[START Excerpt to read]

We lost 88-2. - National Radioactive Waste Coalition

We lost 88-2.

Thanks to all who worked to stop this monumental disaster nuclear bill S870. Thanks to Rep Doggett and 12 others (in house in May) and Senators Markey and Sanders (in Senate June 18th) for voting No.

“Passage of this legislation will only increase the danger to people already living downwind of nuclear facilities from a severe accident or terrorist attack, and it will make it even more difficult for communities to prevent risky, experimental reactors from being sited in their midst.” 

Ed Lyman, Union of Concerned Scientists.
Cooling Towers 4 (left) and 3 are shown on May 31 at the nuclear reactor facility at the Alvin W. Vogtle Electric Generating Plant in Waynesboro, Georgia.
Cooling Towers 4 (left) and 3 are shown on May 31 at the nuclear reactor facility at the Alvin W. Vogtle Electric Generating Plant in Waynesboro, Georgia. Mike Stewart/Associated Press

View the Press Statement from Nuclear Energy Information Service (NEIS):

Senate Nuclear Fetishists Take Lid Off of Pandora’s Box

19 June 2024

David Kraft, Director, NEIS

CHICAGO—In a lopsided 88-2 vote (with 10 not voting, including Sen. Richard Durbin), the Senate passed S.870 – the so-called ADVANCED Act, a bill which quite literally takes the lid off of the nuclear safety box, both domestically and internationally.

So proud and confident were the Senators in nuclear power’s promises, rather than being introduced as stand-alone legislation, the 93-page bill had to be snuck into the 3-page Fire Grants and Safety Act – a bill reasonably assured to pass at a time when huge parts of the nation are again in the process of burning to the ground.

[END Excerpt to read]

[Complete the following]:
(1) According to the page on the Senate's 88-2 vote, how many senators did not vote?
(2) In the press statement on the Senate's 88-2 vote, why was the 93-page bill attached to the Fire Grants and Safety Act? Answer in one to three sentences.
(3) Carry on the press statement about the Senate passing S.870 from its last sentence.
None of the data after this point is needed.

[START Given data]

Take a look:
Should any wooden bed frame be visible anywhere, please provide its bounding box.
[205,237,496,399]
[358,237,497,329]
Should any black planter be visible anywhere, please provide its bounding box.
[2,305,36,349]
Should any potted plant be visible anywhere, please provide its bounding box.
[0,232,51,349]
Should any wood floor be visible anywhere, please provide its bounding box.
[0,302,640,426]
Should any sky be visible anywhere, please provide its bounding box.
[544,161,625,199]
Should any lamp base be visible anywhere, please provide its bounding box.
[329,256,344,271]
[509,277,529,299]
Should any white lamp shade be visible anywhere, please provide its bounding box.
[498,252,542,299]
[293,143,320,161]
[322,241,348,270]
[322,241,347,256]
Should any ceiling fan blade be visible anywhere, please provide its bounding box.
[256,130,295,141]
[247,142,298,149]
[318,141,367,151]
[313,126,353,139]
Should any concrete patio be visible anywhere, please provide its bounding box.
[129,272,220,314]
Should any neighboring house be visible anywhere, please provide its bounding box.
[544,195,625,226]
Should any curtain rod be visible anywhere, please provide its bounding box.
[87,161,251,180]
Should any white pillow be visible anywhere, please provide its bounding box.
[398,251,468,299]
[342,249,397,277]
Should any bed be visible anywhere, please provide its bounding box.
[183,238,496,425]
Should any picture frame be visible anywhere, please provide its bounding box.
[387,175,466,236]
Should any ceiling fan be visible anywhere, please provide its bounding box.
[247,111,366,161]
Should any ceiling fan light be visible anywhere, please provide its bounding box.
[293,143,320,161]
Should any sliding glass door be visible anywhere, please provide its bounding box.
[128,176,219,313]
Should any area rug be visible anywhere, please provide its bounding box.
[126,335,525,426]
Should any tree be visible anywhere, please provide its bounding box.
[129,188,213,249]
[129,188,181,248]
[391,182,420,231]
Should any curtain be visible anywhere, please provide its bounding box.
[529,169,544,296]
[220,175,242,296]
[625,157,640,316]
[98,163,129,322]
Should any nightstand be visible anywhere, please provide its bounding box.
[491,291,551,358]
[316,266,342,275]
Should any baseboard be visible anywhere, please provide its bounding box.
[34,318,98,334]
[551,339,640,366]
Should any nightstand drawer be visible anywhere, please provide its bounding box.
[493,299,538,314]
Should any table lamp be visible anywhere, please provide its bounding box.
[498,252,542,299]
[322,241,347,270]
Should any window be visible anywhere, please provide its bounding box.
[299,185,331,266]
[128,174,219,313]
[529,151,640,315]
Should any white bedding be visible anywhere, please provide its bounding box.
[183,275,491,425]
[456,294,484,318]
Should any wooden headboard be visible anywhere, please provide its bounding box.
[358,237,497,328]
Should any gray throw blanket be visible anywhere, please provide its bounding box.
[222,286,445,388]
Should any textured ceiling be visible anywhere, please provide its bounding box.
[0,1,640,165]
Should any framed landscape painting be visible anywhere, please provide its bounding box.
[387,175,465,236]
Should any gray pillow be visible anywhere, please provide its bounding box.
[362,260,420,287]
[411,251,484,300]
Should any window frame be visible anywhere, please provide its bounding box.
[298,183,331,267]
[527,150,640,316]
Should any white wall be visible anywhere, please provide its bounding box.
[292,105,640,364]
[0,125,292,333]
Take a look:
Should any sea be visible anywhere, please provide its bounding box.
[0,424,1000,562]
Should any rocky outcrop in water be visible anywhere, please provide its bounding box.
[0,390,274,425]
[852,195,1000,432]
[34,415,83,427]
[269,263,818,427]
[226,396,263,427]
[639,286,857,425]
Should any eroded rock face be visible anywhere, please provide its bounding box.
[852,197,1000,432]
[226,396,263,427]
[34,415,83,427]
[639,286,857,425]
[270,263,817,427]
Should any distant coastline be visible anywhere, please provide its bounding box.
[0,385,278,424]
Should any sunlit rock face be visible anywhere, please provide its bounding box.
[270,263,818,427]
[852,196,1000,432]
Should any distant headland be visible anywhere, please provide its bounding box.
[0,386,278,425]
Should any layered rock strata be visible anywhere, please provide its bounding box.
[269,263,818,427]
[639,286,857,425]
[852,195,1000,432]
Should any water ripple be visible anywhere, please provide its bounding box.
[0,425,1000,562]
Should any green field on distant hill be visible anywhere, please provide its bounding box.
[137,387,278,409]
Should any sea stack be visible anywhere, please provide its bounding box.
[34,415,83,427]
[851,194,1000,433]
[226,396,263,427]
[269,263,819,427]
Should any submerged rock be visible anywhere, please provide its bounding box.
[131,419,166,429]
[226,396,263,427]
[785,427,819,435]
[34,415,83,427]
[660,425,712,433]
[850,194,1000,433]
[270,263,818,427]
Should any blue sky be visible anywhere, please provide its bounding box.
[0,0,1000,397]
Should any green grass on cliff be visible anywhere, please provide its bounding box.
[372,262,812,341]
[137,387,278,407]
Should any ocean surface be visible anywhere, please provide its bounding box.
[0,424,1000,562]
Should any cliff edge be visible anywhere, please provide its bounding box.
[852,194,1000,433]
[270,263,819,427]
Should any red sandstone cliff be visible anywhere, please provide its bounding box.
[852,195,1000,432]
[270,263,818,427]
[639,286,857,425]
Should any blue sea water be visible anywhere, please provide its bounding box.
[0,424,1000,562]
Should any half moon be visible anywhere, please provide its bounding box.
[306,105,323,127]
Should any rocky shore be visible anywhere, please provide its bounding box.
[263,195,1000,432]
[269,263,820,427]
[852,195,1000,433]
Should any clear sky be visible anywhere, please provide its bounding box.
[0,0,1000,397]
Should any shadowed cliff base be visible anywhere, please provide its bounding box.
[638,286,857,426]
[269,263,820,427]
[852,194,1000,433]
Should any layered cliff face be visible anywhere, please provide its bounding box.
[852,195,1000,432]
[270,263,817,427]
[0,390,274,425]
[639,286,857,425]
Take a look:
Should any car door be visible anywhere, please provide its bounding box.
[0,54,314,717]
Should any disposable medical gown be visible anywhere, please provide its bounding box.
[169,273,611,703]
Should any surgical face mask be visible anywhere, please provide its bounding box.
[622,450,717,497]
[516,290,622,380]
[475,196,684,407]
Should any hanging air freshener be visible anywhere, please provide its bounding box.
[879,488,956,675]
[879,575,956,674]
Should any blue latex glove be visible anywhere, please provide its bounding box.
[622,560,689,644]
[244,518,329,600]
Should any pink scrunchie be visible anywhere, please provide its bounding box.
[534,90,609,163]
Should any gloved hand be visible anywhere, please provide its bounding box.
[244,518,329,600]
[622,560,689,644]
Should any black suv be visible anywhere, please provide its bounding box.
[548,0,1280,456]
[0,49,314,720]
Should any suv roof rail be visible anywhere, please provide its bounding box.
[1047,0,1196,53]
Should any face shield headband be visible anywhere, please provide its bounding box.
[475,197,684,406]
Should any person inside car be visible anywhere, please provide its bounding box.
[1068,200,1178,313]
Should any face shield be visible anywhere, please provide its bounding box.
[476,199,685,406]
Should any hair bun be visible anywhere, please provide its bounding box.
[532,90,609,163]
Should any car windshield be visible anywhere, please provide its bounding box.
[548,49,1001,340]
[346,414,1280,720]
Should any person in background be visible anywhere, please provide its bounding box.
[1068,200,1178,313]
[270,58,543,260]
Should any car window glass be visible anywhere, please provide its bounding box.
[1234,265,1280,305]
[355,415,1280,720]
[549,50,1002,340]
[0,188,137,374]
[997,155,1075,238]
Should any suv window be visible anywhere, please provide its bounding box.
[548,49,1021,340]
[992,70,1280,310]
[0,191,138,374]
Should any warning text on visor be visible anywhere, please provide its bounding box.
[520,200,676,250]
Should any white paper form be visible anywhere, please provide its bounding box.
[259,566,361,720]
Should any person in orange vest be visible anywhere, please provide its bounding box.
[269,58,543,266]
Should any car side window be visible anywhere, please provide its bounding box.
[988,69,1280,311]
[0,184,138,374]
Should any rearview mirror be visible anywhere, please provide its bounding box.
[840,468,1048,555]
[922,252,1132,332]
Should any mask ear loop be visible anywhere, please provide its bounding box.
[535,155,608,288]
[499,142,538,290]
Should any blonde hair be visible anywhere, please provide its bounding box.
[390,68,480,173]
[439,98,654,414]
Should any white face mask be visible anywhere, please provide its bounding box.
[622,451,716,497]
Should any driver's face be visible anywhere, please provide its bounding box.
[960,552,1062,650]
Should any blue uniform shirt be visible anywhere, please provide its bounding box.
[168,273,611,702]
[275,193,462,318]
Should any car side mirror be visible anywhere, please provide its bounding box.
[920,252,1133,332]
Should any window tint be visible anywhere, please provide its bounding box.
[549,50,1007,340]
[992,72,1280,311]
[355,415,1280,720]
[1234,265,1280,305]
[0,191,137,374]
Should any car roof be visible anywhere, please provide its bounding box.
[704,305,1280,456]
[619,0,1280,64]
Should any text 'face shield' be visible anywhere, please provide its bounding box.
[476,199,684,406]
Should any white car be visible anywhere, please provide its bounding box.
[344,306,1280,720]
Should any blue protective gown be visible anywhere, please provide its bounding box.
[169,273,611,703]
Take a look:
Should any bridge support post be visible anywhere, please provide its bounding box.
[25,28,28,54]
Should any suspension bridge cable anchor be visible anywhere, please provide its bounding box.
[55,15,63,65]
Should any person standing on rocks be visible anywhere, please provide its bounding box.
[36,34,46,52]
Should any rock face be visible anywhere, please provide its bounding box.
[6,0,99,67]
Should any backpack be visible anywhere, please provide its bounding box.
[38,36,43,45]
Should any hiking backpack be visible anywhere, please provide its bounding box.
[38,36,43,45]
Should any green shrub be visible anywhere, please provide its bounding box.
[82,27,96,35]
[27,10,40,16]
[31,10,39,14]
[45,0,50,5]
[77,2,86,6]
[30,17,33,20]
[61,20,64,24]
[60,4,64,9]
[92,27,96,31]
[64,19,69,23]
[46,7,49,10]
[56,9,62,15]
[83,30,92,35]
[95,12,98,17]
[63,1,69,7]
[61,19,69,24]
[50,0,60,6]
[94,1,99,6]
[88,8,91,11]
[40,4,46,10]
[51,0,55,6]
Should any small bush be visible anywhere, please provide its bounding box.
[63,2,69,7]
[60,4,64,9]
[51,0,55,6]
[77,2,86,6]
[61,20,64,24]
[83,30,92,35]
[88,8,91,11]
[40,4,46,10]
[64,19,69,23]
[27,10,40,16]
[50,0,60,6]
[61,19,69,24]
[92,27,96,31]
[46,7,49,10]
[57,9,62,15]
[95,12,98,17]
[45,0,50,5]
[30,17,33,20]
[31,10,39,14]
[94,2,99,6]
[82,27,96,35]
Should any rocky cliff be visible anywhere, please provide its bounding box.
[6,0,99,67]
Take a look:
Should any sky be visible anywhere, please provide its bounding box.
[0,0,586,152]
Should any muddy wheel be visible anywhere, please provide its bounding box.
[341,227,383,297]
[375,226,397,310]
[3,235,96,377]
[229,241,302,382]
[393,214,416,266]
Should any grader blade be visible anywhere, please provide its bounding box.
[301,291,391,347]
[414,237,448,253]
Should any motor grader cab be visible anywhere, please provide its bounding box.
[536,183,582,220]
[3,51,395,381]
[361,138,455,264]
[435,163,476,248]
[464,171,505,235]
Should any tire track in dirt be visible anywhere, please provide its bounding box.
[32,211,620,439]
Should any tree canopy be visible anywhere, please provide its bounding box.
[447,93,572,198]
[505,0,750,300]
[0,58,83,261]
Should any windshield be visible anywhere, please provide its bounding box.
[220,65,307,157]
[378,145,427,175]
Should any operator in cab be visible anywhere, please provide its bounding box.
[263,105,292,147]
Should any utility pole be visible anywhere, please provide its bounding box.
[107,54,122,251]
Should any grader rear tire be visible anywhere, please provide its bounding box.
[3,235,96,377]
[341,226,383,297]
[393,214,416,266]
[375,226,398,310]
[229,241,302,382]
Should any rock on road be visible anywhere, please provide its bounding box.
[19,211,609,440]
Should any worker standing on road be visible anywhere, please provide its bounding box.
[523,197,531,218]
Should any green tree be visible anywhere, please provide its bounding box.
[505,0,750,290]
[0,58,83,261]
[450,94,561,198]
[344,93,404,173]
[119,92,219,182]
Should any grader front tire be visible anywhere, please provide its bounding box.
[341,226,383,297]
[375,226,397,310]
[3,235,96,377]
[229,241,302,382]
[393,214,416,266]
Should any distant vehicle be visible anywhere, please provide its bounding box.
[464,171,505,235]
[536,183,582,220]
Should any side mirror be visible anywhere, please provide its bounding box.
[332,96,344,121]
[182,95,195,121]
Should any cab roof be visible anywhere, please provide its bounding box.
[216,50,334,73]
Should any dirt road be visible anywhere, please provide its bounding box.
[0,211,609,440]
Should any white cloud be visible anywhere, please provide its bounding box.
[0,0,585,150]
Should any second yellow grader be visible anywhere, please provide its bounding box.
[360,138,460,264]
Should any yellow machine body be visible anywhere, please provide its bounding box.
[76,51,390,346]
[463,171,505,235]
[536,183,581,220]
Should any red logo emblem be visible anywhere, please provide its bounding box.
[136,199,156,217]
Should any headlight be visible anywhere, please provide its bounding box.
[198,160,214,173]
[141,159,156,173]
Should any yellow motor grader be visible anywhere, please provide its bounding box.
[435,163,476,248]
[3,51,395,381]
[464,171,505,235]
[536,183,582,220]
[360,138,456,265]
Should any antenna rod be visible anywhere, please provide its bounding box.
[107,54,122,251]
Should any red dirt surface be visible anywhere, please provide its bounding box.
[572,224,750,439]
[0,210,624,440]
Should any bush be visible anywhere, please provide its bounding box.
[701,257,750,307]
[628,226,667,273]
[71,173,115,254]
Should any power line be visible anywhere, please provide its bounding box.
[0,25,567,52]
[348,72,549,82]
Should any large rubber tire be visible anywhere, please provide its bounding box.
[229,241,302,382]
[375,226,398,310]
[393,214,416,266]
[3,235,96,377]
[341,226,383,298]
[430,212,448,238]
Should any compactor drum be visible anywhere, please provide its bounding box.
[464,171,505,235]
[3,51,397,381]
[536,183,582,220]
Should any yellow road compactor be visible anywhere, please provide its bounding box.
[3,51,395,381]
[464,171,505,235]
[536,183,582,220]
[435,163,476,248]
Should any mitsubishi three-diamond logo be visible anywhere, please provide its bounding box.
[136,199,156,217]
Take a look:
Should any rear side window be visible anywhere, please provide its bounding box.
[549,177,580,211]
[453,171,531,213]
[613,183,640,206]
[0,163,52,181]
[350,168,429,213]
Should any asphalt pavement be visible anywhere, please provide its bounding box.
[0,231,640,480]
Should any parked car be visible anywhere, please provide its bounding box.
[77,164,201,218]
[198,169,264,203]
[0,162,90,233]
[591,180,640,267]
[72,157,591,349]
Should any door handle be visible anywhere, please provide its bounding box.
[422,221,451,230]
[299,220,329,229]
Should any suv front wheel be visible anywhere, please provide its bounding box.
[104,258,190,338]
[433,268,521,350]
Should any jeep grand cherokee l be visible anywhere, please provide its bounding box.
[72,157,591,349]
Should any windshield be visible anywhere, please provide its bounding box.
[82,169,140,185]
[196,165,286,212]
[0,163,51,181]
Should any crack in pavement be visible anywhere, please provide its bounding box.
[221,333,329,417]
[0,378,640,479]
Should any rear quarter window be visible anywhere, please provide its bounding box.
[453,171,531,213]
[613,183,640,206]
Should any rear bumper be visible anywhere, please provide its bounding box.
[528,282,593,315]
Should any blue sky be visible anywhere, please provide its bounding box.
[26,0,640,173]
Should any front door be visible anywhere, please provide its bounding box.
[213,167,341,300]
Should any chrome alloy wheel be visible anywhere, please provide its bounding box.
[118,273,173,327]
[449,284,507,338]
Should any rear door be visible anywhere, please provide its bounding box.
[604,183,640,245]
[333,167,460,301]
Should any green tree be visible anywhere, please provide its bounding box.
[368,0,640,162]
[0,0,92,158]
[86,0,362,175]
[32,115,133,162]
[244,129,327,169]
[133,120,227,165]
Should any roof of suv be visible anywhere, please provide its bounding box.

[END Given data]

[Expected results]:
(1) Ten senators did not vote, including Sen. Richard Durbin.

(2) The 93-page bill was not introduced on its own. It was put into the 3-page Fire Grants and Safety Act because that bill was reasonably assured to pass at a time when huge parts of the nation were again burning.

(3)
Using the logic similar to that of an adolescent purchasing a first car (“If it’s red, fast, and a convertible – that’s it! What could go wrong?”), bill advocates trotted out the usual litany of at best contestable at worst discredited arguments for its passage:  nuclear is clean and green, is needed to fight the climate crisis, creates jobs, and is over-regulated.

Sen. Shelley Moore Capito (R-W.Va.), the bill’s lead sponsor, (quite erroneously) stated, “Today, nuclear power provides about 20% (18.2% in 2022; 18.6% in 2023) of our nation’s electricity. Importantly, it’s emissions-free electricity (allowed to release radionuclides into the air and water, below regulatory limits) that is 24/7, 365 days a year. (except for outages and maintenance)”

While critics of the legislation warned of significant weakening of regulatory oversight built into the bill, John Starkey, director of public policy at the pro-nuclear American Nuclear Society, stated the Nuclear Regulatory Commission (NRC), “is a 21st century regulator now.”

That statement alone should send shivers up the spine, since that list would include: the FAA allowing Boeing to self-regulate in designing the 737-MAX, resulting in two crashes and hundreds of deaths, and the revelation that sub-standard parts have been manufactured into new planes; Norfolk Southern preventing desperately needed rail safety measures from passing in Congress, resulting in the East Palestine train disaster; and the federal pipeline regulatory agency PIMSA being asleep at the wheel, resulting in the Sartortia, Mississippi CO2 pipeline explosion.

Of course, the posterchild for abdication of regulatory obligation is the Fukushima nuclear disaster.  The 2012 National Diet of Japan report, “The Fukushima Nuclear Accident Independent Investigation Commission” states clearly what happens when regulators become lapdogs:

“The TEPCO Fukushima Nuclear Power Plant accident was the result of collusion between government, the regulators, and TEPCO, and the lack of governance by said parties.  They effectively betrayed the nation’s right to be safe from nuclear accidents….We believe that the root causes were the organizational and regulatory systems that supported faulty rationales for decisions and actions, rather than issues relating to the competency of any specific individual.” [p.16.]

If any of this sounds familiar – it should.  As the late great Yogi Berry would have remarked – deja vu, all over again.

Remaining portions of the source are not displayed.